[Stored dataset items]
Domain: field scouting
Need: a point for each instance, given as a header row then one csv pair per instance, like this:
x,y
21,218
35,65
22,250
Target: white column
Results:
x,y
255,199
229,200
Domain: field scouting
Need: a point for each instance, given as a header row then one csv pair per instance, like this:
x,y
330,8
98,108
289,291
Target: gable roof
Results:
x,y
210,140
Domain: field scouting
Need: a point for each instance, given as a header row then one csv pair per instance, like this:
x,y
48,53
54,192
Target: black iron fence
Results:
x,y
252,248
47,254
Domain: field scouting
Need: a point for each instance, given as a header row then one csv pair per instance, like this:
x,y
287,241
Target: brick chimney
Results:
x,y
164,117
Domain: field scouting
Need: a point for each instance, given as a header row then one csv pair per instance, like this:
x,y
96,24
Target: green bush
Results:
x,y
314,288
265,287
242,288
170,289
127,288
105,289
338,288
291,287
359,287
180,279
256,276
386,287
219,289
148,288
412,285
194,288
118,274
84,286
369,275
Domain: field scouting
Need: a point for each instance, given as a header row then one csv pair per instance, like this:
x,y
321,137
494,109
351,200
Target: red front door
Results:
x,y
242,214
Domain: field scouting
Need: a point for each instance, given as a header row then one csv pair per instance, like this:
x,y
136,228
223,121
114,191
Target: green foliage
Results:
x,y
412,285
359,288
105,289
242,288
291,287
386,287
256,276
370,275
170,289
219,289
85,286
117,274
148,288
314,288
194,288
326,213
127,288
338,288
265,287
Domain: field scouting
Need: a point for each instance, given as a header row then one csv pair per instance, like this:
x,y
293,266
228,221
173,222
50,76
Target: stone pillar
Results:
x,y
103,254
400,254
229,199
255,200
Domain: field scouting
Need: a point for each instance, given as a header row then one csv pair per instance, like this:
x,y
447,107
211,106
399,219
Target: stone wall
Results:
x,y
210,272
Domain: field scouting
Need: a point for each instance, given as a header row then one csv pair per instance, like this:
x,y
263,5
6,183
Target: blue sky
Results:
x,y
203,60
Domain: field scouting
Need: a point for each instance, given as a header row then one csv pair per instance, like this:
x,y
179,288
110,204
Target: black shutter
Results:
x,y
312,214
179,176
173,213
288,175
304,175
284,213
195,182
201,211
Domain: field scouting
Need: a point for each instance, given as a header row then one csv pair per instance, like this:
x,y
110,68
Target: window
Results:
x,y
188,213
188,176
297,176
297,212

#### WHAT THE TASK ASKS:
Which lines in the entries above contain the word "black"? Show each of them in full.

#### RESULT:
Target: black iron fence
Target: black shutter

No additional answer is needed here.